▸ **ESTRATTO DEL DOCUMENTO**:
Dopo la sua promozione a ‘Maestro’, Lutero, seguendo la volontà del padre, avrebbe dovuto intraprendere gli studi di diritto, tenuti allora in grande considerazione perchè permettevano di raggiungere ragguardevoli posizioni sociali. Ma poco prima di iscriversi alla facoltà di giurisprudenza, nella sua vita si verificò un decisivo cambiamento. Che cosa era successo?
« Voglio diventare un monaco ». Sulla strada di ritorno da una visita fatta a Mansfeld, Lutero fu sorpreso, nei pressi del villaggio di Stotterheim a nord di Erfurt, da un furioso temporale. Un fulmine cadde vicinissimo a lui, ed egli fu scaraventato a terra, mezzo accecato e folle di paura. Vedendo la morte così vicina Lutero invocò la patrona dei minatori facendole un voto: «Salvami, Sant’Anna, mi farò monaco!».
E, nonostante tutti i consigli degli amici che tentavano di dissuaderlo, pochi giorno dopo il ‘Maestro’ non ancora ventiduenne, proferiva i voti.

▸ **ESERCIZIO ASSEGNATO A**: Le affermazioni seguenti concordano con il brano su Lutero? Per ciascuna rispondi sì o no e cita testualmente le parole del brano che lo decidono. (i) Il temporale sorprese Lutero vicino a Stotterheim, a nord di Erfurt. (ii) Gli amici spinsero Lutero a farsi monaco. (iii) In pericolo di morte, Lutero si rivolse a Sant’Anna, patrona dei minatori.
▸ **ESERCIZIO ASSEGNATO B**: Filtra le voci e riporta ogni riga che contiene la stringa "jacket". Maiuscole e minuscole contano.

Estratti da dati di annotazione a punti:

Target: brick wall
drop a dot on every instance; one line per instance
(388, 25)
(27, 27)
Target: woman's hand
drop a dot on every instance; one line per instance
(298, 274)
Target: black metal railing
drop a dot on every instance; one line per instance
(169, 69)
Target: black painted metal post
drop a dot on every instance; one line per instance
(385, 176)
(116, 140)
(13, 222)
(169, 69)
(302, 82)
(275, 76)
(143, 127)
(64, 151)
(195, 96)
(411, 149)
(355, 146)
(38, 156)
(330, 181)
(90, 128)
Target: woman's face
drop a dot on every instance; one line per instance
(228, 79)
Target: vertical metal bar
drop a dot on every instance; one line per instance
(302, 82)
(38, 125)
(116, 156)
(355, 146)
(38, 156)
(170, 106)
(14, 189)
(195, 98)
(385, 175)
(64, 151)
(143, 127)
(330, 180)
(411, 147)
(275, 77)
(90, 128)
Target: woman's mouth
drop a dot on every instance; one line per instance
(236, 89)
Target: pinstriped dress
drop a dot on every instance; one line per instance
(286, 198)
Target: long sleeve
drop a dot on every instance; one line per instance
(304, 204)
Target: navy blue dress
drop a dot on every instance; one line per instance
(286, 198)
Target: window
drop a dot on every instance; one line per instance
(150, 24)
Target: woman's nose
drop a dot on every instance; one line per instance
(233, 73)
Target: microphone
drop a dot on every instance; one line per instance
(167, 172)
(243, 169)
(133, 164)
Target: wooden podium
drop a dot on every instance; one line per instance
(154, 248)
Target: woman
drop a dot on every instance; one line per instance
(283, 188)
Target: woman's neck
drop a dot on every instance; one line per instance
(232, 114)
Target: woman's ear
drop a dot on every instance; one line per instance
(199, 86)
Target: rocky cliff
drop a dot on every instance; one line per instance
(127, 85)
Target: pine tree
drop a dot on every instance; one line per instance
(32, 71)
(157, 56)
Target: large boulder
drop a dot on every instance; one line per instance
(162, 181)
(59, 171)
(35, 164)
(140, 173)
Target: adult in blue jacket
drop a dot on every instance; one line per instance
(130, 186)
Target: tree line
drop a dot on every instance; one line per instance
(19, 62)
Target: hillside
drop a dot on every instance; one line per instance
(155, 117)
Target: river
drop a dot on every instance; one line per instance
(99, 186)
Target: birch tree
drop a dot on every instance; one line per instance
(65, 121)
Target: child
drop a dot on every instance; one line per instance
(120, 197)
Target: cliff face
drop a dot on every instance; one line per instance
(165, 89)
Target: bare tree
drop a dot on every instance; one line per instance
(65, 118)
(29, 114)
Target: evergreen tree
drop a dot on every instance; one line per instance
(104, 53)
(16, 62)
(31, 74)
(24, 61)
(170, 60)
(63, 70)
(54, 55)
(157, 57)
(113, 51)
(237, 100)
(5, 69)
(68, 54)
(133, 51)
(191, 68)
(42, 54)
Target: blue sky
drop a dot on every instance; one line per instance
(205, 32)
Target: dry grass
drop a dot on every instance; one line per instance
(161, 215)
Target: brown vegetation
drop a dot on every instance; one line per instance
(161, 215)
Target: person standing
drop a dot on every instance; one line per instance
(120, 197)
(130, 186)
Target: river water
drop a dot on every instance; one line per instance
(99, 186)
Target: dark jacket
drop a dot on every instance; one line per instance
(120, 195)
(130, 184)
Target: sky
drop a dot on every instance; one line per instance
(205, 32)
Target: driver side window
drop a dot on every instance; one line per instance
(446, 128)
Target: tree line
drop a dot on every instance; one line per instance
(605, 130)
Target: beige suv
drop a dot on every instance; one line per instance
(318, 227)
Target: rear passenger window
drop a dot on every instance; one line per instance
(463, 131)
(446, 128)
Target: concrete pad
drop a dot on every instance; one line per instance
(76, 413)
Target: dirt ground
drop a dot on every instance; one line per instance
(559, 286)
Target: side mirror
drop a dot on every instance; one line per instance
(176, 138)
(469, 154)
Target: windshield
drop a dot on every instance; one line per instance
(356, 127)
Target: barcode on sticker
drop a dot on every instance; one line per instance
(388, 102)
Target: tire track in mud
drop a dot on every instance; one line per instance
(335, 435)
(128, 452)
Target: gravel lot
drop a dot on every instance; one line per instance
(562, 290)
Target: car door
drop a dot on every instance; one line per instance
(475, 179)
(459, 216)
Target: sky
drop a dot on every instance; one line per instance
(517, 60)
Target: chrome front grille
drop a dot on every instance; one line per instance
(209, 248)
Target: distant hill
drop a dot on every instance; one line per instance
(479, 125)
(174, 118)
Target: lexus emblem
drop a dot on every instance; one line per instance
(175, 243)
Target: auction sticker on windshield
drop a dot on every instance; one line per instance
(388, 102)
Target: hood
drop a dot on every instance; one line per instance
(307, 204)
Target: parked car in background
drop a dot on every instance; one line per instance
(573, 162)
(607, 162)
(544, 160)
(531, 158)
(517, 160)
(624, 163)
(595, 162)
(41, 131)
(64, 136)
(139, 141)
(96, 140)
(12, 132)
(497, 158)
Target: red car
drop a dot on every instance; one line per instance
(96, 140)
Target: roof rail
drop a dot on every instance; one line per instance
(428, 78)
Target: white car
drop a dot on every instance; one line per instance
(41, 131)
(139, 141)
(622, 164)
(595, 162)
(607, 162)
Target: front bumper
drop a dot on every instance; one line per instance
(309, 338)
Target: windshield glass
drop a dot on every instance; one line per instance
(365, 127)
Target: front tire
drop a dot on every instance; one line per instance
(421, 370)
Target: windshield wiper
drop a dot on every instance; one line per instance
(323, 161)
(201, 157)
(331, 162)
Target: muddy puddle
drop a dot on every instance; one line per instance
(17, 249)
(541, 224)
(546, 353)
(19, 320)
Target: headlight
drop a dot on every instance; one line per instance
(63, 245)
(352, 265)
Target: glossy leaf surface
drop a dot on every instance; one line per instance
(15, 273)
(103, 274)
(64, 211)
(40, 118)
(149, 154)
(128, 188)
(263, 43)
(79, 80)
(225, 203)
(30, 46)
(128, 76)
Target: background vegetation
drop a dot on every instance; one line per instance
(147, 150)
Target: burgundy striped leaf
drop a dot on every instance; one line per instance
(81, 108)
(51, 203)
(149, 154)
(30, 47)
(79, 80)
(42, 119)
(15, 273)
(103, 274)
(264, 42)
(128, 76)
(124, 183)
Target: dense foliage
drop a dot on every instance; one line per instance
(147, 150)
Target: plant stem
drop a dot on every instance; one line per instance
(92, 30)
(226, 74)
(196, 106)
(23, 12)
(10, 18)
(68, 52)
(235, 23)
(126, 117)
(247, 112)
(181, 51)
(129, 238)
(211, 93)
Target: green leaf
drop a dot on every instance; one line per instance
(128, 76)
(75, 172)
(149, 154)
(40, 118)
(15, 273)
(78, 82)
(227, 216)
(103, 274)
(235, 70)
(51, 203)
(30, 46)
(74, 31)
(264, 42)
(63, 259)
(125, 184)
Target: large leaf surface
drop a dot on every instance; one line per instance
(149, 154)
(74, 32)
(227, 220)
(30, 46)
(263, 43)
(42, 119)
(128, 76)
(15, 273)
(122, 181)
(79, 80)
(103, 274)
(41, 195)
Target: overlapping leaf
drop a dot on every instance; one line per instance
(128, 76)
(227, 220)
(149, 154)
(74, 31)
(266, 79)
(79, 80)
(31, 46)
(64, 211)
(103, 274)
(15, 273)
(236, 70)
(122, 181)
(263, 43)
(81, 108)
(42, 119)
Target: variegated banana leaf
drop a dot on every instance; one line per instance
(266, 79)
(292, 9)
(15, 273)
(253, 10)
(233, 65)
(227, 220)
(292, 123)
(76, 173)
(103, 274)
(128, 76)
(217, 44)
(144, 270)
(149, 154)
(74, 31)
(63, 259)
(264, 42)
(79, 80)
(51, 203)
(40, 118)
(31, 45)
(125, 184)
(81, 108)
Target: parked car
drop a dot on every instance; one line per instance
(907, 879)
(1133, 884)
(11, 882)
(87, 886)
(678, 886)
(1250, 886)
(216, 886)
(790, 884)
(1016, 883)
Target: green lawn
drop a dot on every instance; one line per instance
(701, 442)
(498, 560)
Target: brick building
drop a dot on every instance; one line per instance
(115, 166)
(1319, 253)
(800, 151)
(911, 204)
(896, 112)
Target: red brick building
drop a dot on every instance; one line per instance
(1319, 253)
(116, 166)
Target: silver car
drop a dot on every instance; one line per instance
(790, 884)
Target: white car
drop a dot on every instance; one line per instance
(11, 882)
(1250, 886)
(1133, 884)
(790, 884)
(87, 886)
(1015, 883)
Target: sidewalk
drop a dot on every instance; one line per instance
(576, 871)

▸ **RISULTATO CORRETTO A**:
(i) Sì: «nei pressi del villaggio di Stotterheim a nord di Erfurt»
(ii) No: «nonostante tutti i consigli degli amici che tentavano di dissuaderlo»
(iii) Sì: «Lutero invocò la patrona dei minatori» e «Salvami, Sant’Anna»

▸ **RISULTATO CORRETTO B**:
Target: adult in blue jacket
Target: dark jacket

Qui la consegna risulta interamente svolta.